### [WHAT IS EXPECTED]
Your answer needs to include each line of the records in which the string "when" can be found.

### [EXERCISE INPUTS]

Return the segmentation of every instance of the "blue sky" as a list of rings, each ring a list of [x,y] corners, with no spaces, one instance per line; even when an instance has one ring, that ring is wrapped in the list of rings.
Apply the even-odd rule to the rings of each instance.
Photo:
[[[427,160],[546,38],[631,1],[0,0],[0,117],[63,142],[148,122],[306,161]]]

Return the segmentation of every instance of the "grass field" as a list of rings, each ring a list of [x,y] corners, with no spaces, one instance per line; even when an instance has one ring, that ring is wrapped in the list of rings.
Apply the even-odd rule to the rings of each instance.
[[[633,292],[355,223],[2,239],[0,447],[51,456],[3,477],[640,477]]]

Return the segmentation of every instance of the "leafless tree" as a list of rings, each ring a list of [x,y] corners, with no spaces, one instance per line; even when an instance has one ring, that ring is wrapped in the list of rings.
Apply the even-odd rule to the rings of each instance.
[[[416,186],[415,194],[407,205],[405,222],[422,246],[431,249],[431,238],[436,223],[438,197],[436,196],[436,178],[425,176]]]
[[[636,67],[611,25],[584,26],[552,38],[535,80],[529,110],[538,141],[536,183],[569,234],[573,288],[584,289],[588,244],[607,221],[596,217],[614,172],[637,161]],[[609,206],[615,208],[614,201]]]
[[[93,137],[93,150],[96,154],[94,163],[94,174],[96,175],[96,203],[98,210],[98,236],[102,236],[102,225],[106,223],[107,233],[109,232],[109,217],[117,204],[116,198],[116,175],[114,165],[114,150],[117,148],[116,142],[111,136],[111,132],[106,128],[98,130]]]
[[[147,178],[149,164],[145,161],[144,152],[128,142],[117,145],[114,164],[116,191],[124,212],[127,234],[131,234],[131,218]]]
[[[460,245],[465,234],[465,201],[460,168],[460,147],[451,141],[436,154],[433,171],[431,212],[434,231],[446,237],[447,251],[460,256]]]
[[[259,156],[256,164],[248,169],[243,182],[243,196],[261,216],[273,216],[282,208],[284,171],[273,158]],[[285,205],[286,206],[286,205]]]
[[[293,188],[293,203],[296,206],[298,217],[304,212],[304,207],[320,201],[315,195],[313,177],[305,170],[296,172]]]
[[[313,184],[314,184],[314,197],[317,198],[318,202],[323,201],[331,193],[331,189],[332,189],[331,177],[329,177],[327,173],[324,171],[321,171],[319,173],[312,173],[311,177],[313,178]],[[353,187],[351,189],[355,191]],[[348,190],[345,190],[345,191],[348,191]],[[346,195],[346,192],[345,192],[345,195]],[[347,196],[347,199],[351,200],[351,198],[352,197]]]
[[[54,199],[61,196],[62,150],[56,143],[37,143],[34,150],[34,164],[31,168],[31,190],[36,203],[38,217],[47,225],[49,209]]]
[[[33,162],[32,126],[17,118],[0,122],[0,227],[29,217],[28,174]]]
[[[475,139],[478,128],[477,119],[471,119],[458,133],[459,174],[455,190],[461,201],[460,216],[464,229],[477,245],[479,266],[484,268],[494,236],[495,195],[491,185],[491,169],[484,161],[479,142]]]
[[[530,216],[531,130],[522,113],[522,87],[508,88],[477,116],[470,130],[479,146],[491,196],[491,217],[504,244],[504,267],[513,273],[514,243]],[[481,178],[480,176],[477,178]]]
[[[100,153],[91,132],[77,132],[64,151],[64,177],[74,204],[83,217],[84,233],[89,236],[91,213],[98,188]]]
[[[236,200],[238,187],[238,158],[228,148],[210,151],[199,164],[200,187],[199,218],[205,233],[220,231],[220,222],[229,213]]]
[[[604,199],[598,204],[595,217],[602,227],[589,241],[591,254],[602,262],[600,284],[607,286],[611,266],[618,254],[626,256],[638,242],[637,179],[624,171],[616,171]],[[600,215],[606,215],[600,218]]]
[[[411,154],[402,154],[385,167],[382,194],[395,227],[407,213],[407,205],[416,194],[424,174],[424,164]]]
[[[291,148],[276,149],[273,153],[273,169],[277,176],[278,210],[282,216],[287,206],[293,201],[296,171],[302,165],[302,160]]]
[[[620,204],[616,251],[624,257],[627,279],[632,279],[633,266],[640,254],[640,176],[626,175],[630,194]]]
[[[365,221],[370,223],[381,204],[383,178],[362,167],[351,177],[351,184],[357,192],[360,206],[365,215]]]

### [TASK OUTPUT]
Return the segmentation of every instance of the "blue sky" as a list of rings, each ring a list of [x,y] corners, with no spaces, one instance per line; even when an instance has one ring, that ring is wrapped in the list of rings.
Return the segmentation of every instance of the "grass field" as a list of rings, each ring a list of [x,y] corners, with no spaces, one instance per line; even when an instance has one ring, that ring is wrapped in the list of rings.
Return the segmentation of every instance of the "leafless tree" as a list of rings, each ring a list of [x,y] corners, with no spaces, one instance per line; even when an instance has one ring, that ring is wrapped in the list of rings.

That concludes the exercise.